* Task *
Rewrite the lines below, swapping every "thickest part" for "widest part" and leaving everything else untouched.
____
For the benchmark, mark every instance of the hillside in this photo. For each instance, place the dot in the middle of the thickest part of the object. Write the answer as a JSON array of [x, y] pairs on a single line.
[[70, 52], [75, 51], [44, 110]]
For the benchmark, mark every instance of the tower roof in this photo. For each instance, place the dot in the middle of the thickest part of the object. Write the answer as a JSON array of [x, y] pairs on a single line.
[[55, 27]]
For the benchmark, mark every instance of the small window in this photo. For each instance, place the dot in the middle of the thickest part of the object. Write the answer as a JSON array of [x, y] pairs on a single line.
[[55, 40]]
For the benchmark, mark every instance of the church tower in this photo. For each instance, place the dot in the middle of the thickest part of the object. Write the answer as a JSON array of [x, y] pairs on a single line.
____
* Output below *
For the benchmark, mark every instance of the hillside in this photo. For each instance, place the dot in the middle of the widest part of the object. Write the answer as a JSON array of [x, y] pairs on a single line.
[[70, 52], [75, 51], [44, 110]]
For the benchmark, mark every instance of the tower roof in this photo. For each instance, place the dot in the middle of the widest part of the object. Write the answer as a JSON array of [x, y] pairs on a single line.
[[55, 27]]
For the benchmark, mark every instance of the small window in this photo. For each instance, place the dot in the middle of the widest part of the object. Write the answer as a JSON array of [x, y] pairs on a single line.
[[55, 40]]
For the benchmark, mark every instance of the church tower in this photo. For each instance, place the dot in the middle of the widest part of the object. Write the answer as a JSON array of [x, y] pairs on a single line.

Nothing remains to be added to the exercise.